**Supplied data:**
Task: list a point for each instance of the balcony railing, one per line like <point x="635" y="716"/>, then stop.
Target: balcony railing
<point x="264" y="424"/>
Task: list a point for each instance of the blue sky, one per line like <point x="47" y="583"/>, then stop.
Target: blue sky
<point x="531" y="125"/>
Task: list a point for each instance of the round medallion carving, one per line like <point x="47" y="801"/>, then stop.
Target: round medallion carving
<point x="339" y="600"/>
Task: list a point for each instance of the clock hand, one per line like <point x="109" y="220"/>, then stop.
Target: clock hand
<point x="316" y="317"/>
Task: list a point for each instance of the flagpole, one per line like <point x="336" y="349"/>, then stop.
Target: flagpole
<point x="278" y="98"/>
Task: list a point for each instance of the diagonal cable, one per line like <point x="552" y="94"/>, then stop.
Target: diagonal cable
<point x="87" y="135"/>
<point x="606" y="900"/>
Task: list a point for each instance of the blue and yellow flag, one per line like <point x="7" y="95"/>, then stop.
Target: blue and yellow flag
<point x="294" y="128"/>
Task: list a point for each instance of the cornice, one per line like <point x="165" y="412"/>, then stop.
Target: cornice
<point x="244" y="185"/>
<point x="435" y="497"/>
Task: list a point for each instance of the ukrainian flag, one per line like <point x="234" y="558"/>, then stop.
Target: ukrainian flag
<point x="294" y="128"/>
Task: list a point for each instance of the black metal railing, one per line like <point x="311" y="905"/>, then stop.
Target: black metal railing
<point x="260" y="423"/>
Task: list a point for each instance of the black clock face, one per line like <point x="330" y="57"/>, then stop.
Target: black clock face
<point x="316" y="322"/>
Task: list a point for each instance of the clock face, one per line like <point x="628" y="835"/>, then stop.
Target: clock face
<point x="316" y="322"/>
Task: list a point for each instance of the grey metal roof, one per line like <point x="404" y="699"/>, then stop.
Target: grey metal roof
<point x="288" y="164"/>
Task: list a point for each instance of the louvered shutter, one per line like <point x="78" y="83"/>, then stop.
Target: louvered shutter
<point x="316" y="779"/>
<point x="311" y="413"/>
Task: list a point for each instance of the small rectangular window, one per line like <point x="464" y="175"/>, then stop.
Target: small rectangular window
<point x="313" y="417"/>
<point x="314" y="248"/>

**Exercise prompt:**
Your output should match the records above word for word.

**Answer to the exercise:**
Task: list a point for each instance of the balcony railing, one per line like <point x="635" y="716"/>, then stop.
Target: balcony railing
<point x="264" y="424"/>
Task: list a point for each instance of the blue sky, one per line like <point x="47" y="583"/>, then stop.
Target: blue sky
<point x="531" y="125"/>
Task: list a point for each instance of the round medallion carving, one per line like <point x="47" y="801"/>, then stop.
Target: round medallion carving
<point x="339" y="600"/>
Task: list a point for each instance of the clock hand, one per line like <point x="109" y="220"/>, then stop.
Target: clock hand
<point x="316" y="317"/>
Task: list a point for each instance of the flagpole, one per line like <point x="336" y="349"/>, then stop.
Target: flagpole
<point x="278" y="98"/>
Task: list a point for each instance of the diagonal cable, one per line like <point x="552" y="94"/>, then stop.
Target: diagonal cable
<point x="87" y="135"/>
<point x="606" y="900"/>
Task: list a point for each instance of the blue and yellow flag, one per line like <point x="7" y="95"/>, then stop.
Target: blue and yellow flag
<point x="294" y="128"/>
Task: list a point for each instance of the cornice, one per line like <point x="165" y="412"/>, then stop.
Target: cornice
<point x="244" y="185"/>
<point x="435" y="497"/>
Task: list a point for each instance of the ukrainian flag, one per line like <point x="234" y="558"/>, then stop.
Target: ukrainian flag
<point x="294" y="128"/>
Task: list a point for each instance of the black metal railing, one per line like <point x="311" y="905"/>, then stop.
Target: black metal railing
<point x="260" y="423"/>
Task: list a point for each instance of the black clock face, one per line like <point x="330" y="57"/>, then stop.
Target: black clock face
<point x="316" y="322"/>
Task: list a point for each instance of the clock face, one per line like <point x="628" y="835"/>, then stop.
Target: clock face
<point x="316" y="322"/>
Task: list a point for each instance of the grey metal roof, one per line like <point x="404" y="699"/>, then stop.
Target: grey metal roof
<point x="288" y="164"/>
Task: list a point for each instance of the louvered shutter, one per line like <point x="78" y="83"/>, then stop.
Target: louvered shutter
<point x="316" y="779"/>
<point x="311" y="413"/>
Task: list a point for each instance of the small rectangular window, one per line like <point x="464" y="175"/>, then stop.
Target: small rectangular window
<point x="313" y="417"/>
<point x="314" y="248"/>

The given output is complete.